- _Excerpt provided_:
┄┄┄┄┄┄┄┄┄┄┄┄┄┄┄┄┄┄┄┄
The first in what will become a series of accelerators is focused on SAP Order to Cash analytics. The accelerators combine data integration and analytics software from Qlik to reduce the time and effort required to surface insights from specific processes within an SAP enterprise resource planning (ERP) application.

The overall goal is to make it simpler to pull data from any SAP application into the data warehouse of their choice, said Matt Hayes, vice president of SAP Business at Qlik.

While SAP currently provides connectors to those databases, its primary focus is on moving data from its applications to a data warehouse based on the SAP HANA database, Hayes said. In contrast, a set of more agnostic connectors provided by Qlik makes it easier to pull data from an SAP application into data lakes provided by, for example, Amazon Web Services (AWS), Microsoft, Google, or Snowflake, added Hayes. He asserted that Qlik data integration software enables real-time delivery of SAP data from any source to any target.

The focus on data integration and analytics within enterprise IT environments has never been greater. Due to the economic downturn brought on by the COVID-19 pandemic, business leaders are trying to optimize in real time a wide range of processes. Achieving that goal requires increases reliance on analytics applications that are only as useful as the most recent data collected.

As organizations launch various digital business transformation initiatives, many of them are discovering they need to be able to pull data from SAP applications that function as systems of record in the enterprise. The challenge has always been that data from an SAP application has to then be normalized alongside other data to enable end users to surface insight from data created using multiple applications. Many organizations are now investing in data warehouses in the cloud to collect massive amounts of data that can be accessed more easily by a range of analytics applications.

Qlik is making a case for a Qlik Sense analytics application that runs in memory to make it easier to surface insights in near real time as data is continuously pulled from various sources. “You never have to refresh the data,” Hayes said.

However, IT teams can employ the data integration software Qlik provides without having to adopt Qlik Sense. This week Qlik revealed it has developed a unified connector based on SAP BEx/InfoProvider joint connectivity and SAP SQL connector software to streamline the process of pulling data from any SAP application into the Qlik Sense Enterprise edition of its analytics software.

SAP has never been especially focused on making it simpler to pull data from its applications and databases. The company has its own portfolio of analytics applications that are tightly integrated with its data warehouse and associated data virtualization tools. However, many organizations have standardized on a wide range of applications that are employed to analyze data aggregated from multiple data sources. Many of the users of those applications want to be able to access data without IT intervention, Hayes noted. Most IT teams are inclined to enable that access so long as the integration and analytics software employed doesn’t have a material impact on the performance of the SAP applications they are running, added Hayes.

Qlik minimizes that impact by identifying what subset of data in an SAP application is actually new versus constantly pulling all the data in an SAP application into an analytics application, said Hayes.
┄┄┄┄┄┄┄┄┄┄┄┄┄┄┄┄┄┄┄┄
- _What this exercise asks_:
**a.** In the passage about Qlik and SAP, what is Matt Hayes's position at Qlik?
**b.** Print the portion of the passage about Qlik and SAP starting at "SAP has never" and ending at "running, added Hayes.".

Data excerpts
┄┄┄┄┄┄┄┄┄┄┄┄┄┄┄┄┄┄┄┄
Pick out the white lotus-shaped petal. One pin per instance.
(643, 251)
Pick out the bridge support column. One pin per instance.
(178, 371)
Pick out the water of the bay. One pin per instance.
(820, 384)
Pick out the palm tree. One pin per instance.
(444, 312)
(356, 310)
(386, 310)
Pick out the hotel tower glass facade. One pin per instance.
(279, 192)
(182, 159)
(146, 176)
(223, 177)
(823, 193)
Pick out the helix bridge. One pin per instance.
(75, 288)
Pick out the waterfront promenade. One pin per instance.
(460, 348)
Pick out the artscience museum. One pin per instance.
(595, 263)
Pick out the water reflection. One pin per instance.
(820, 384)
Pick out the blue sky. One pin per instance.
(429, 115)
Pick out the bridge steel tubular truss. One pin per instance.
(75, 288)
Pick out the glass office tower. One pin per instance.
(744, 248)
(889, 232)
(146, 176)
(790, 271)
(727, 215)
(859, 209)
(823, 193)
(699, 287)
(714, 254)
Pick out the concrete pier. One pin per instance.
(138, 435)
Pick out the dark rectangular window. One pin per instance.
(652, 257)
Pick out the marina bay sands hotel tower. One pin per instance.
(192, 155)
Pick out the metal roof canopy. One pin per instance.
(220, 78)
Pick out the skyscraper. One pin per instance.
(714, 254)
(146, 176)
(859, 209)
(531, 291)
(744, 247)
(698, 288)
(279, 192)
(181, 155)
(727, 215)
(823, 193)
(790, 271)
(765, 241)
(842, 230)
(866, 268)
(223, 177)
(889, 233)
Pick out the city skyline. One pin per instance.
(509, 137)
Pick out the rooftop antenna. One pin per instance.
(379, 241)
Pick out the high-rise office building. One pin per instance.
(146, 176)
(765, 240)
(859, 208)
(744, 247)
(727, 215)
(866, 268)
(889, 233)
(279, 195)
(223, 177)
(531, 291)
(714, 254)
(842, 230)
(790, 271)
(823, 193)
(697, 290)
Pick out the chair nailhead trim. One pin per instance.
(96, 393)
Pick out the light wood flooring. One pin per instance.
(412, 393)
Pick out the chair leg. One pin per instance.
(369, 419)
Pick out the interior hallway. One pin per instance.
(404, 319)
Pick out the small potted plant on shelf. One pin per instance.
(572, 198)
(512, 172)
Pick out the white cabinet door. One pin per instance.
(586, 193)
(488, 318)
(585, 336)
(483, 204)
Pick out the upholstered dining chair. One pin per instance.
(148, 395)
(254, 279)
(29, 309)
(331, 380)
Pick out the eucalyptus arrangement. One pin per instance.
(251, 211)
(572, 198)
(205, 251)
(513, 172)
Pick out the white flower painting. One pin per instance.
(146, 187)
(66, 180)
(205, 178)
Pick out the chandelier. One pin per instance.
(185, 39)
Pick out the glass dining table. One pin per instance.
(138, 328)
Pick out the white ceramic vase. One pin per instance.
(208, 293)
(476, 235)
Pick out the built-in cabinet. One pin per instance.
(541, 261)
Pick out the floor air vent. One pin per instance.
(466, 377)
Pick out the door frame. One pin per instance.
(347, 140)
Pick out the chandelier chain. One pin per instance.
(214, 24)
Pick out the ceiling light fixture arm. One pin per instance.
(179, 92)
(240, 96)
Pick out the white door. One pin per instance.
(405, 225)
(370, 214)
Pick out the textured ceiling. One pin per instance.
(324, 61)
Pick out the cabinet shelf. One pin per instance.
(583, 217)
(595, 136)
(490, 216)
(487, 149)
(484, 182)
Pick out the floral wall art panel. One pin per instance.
┄┄┄┄┄┄┄┄┄┄┄┄┄┄┄┄┄┄┄┄
- _Answers to the problems_:
**a.** He is vice president of SAP Business at Qlik.

**b.**
SAP has never been especially focused on making it simpler to pull data from its applications and databases. The company has its own portfolio of analytics applications that are tightly integrated with its data warehouse and associated data virtualization tools. However, many organizations have standardized on a wide range of applications that are employed to analyze data aggregated from multiple data sources. Many of the users of those applications want to be able to access data without IT intervention, Hayes noted. Most IT teams are inclined to enable that access so long as the integration and analytics software employed doesn’t have a material impact on the performance of the SAP applications they are running, added Hayes.